Count the lines of the records below that contain the string "terraced" and give only that number.

start

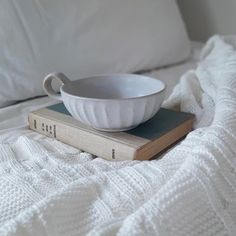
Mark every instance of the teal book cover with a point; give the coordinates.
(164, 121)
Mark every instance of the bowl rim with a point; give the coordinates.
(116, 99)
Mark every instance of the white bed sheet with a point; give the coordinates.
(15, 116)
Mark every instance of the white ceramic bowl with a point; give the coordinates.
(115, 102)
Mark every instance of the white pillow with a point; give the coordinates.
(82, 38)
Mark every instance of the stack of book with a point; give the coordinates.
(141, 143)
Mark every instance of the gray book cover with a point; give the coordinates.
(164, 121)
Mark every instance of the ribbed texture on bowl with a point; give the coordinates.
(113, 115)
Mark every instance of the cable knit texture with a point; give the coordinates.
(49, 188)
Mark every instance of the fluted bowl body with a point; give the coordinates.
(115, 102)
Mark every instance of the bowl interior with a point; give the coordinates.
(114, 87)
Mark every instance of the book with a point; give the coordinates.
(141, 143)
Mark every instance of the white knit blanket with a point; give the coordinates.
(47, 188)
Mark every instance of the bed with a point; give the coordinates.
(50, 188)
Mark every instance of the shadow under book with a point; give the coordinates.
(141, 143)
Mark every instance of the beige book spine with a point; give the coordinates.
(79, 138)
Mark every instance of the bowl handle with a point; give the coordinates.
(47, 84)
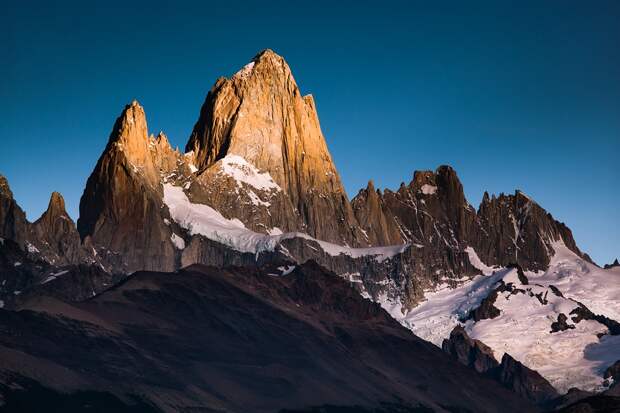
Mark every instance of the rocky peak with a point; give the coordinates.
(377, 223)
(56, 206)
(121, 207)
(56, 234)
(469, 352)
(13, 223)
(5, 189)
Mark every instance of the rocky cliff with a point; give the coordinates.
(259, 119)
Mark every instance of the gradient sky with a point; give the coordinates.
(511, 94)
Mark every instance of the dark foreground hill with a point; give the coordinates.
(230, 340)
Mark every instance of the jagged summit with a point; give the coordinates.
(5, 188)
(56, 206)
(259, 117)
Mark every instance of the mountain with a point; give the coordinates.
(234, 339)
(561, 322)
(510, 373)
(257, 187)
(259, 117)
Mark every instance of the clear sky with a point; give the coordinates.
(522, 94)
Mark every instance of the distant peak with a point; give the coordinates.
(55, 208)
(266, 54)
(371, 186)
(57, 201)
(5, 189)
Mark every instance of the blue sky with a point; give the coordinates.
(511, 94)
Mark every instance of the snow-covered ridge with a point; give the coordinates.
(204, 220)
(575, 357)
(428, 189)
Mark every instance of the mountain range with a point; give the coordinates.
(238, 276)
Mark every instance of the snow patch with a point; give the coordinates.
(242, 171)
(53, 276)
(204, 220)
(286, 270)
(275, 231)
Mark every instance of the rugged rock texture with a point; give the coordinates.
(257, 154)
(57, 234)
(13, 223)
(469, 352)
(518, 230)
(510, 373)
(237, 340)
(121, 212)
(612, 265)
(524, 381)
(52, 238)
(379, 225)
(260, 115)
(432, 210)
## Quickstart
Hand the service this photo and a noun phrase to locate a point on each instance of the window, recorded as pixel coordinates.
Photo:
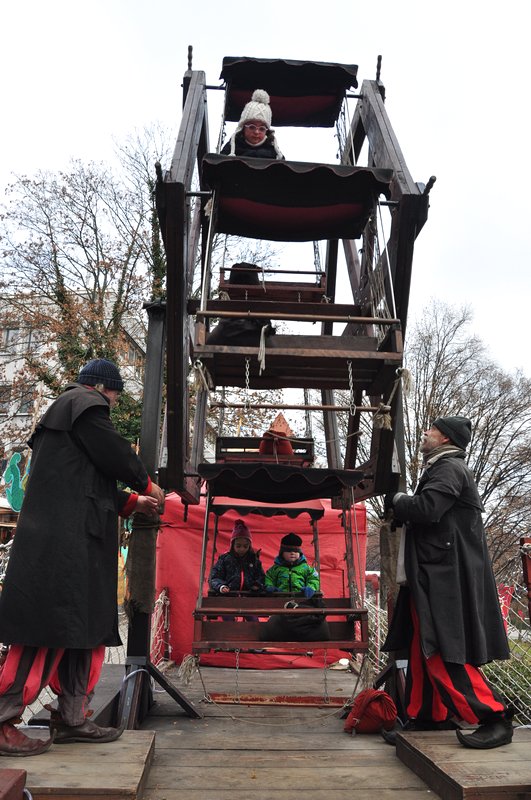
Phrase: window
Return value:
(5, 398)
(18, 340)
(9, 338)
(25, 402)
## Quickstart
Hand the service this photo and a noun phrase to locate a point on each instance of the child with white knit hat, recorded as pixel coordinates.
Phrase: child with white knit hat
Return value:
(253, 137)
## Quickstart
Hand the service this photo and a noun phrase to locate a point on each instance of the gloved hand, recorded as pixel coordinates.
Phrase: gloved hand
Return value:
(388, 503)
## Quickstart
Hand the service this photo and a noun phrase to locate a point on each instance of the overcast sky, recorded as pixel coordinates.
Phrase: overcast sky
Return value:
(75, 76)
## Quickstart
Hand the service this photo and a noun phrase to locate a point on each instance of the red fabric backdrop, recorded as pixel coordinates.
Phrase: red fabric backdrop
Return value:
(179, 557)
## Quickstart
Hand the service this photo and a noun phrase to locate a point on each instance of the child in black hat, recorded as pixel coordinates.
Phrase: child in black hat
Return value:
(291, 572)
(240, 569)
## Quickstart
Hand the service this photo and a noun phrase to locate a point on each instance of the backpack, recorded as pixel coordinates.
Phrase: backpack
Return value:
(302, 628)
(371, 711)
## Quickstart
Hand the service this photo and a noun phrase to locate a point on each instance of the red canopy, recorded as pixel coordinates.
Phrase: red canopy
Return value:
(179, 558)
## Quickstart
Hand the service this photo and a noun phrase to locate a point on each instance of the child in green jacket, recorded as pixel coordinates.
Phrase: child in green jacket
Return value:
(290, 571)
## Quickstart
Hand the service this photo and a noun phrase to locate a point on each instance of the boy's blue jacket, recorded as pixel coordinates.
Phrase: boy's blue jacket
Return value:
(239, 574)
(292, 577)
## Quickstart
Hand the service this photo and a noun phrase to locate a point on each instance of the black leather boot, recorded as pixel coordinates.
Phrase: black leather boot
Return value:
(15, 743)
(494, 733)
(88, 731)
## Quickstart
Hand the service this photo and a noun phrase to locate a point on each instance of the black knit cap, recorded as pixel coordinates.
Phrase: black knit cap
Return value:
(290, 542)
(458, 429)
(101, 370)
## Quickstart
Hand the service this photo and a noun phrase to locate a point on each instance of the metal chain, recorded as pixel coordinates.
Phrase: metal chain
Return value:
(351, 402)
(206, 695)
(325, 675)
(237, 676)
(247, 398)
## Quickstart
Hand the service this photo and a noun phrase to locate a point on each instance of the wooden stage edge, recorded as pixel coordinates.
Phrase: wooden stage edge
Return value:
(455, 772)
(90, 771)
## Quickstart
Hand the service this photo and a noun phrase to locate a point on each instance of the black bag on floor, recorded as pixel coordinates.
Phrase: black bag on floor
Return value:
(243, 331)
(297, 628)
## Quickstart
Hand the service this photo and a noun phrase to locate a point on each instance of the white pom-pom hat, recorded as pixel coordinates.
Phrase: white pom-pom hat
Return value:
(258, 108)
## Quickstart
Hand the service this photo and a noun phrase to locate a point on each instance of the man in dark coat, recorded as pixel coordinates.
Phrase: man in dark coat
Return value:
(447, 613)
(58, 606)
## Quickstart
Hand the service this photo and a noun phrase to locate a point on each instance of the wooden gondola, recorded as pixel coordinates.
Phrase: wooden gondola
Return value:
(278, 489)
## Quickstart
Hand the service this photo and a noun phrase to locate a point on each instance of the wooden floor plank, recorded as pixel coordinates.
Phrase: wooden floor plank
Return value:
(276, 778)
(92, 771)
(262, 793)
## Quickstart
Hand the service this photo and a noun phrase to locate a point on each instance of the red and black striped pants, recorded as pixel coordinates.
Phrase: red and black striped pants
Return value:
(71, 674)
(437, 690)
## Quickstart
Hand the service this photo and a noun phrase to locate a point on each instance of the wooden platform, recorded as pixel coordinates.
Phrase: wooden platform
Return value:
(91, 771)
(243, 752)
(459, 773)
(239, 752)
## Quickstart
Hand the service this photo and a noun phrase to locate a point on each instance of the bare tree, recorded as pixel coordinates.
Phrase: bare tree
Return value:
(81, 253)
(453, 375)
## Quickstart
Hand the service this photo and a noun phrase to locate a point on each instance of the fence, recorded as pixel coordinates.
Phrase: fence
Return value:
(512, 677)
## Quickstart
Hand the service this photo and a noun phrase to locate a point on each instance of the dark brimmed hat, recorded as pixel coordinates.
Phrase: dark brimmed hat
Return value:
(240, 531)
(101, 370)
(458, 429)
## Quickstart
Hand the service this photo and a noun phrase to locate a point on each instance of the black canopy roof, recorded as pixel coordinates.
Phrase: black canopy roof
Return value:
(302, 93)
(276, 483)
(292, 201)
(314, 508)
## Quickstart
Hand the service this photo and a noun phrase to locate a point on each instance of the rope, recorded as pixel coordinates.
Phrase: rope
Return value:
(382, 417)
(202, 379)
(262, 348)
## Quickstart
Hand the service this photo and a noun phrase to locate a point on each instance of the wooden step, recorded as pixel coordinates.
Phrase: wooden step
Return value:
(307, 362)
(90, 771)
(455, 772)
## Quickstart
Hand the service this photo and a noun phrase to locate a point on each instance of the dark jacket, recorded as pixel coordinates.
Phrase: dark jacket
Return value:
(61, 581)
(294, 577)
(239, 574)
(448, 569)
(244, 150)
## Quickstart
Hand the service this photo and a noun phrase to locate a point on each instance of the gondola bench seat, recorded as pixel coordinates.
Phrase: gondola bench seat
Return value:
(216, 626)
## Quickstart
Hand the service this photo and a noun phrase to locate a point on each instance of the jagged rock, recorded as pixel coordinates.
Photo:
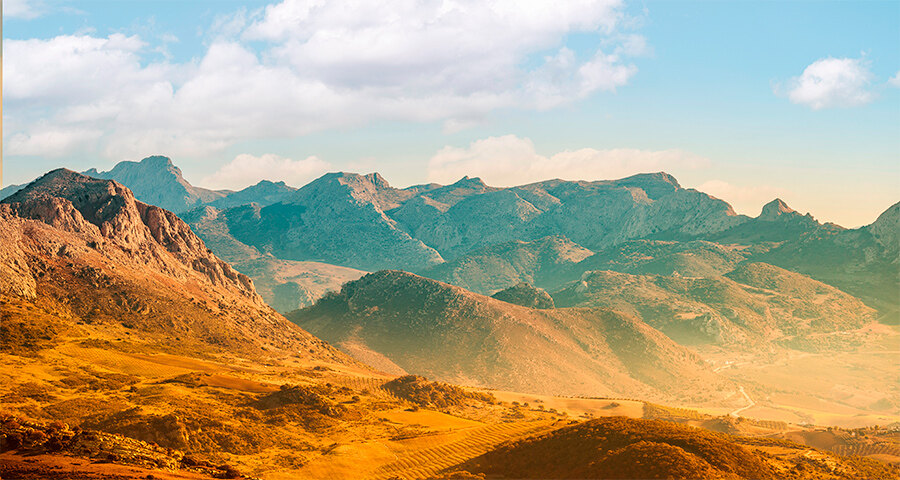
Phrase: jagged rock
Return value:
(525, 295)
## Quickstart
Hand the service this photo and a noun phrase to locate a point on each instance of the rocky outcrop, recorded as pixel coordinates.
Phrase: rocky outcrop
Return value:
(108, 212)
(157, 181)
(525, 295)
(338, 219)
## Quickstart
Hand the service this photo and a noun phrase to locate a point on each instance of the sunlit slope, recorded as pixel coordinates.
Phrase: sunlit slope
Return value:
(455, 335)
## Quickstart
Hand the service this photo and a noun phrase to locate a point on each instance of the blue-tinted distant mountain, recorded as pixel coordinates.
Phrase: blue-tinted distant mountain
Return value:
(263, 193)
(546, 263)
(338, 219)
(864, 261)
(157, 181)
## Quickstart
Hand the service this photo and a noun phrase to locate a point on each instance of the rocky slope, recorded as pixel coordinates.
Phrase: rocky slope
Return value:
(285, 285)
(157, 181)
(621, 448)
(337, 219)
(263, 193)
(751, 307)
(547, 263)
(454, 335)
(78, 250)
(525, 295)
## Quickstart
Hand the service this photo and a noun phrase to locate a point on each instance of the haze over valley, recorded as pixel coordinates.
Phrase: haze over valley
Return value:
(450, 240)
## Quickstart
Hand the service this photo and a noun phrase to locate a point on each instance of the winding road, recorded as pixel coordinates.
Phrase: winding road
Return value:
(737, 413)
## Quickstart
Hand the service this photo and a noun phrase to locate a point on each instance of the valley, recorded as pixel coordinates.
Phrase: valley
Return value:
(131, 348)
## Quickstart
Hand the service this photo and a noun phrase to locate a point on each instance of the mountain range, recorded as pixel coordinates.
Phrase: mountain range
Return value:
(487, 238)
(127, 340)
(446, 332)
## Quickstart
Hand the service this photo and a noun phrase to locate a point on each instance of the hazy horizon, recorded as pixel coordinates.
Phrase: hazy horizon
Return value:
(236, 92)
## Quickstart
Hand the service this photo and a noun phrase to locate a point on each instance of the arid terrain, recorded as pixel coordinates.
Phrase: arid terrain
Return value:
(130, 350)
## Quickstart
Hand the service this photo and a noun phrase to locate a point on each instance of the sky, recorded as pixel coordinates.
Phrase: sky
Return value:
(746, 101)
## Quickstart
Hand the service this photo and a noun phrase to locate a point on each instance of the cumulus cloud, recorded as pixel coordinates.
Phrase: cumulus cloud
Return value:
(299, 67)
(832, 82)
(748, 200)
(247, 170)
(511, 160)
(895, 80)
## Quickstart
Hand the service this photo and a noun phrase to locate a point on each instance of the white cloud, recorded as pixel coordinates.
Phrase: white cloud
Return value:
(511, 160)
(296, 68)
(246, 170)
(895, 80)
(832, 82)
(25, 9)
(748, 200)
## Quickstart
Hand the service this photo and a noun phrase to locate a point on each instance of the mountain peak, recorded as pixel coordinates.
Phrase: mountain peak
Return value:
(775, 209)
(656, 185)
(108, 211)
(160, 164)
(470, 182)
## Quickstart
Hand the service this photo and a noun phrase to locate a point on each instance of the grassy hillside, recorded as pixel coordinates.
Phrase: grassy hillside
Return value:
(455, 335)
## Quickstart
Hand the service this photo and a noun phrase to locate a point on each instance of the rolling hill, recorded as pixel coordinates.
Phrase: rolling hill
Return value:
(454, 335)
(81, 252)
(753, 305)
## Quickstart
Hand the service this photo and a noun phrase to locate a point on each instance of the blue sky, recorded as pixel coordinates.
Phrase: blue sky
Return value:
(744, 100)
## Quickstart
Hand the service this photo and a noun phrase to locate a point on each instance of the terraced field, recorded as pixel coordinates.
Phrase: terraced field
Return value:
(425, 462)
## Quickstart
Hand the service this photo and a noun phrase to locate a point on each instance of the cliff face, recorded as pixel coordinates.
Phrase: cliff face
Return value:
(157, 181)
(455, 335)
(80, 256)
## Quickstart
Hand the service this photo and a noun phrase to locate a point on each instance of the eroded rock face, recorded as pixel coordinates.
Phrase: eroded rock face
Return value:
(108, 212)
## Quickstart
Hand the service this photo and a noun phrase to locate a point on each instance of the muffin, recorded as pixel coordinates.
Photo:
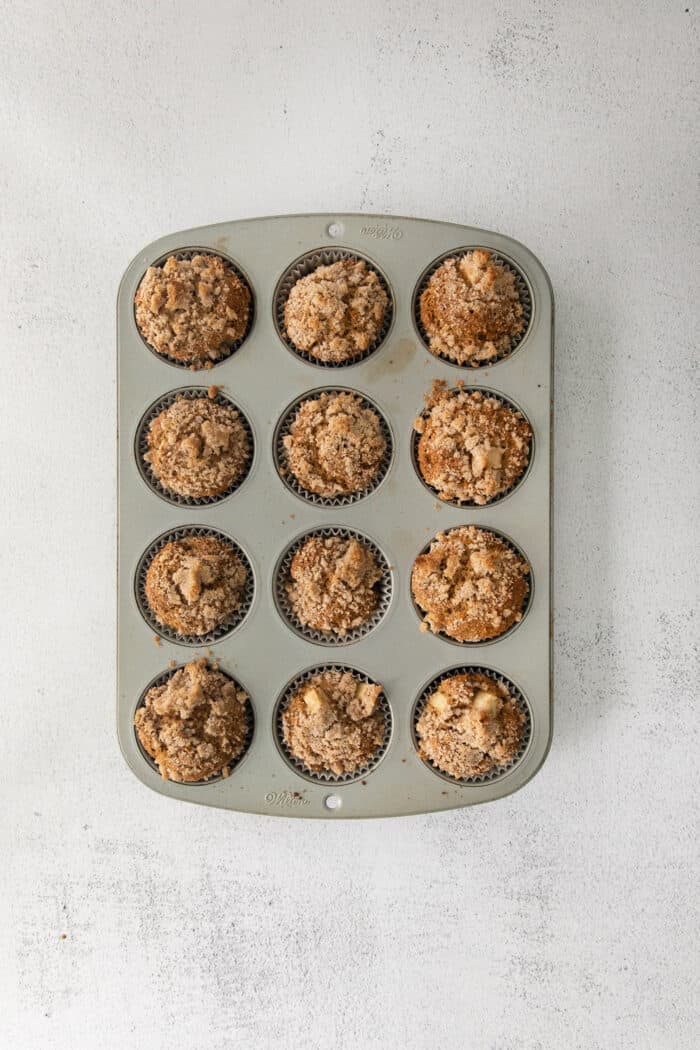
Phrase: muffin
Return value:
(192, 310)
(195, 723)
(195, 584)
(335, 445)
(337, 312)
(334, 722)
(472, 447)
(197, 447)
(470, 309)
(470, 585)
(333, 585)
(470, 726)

end

*FINISHED EXERCISE*:
2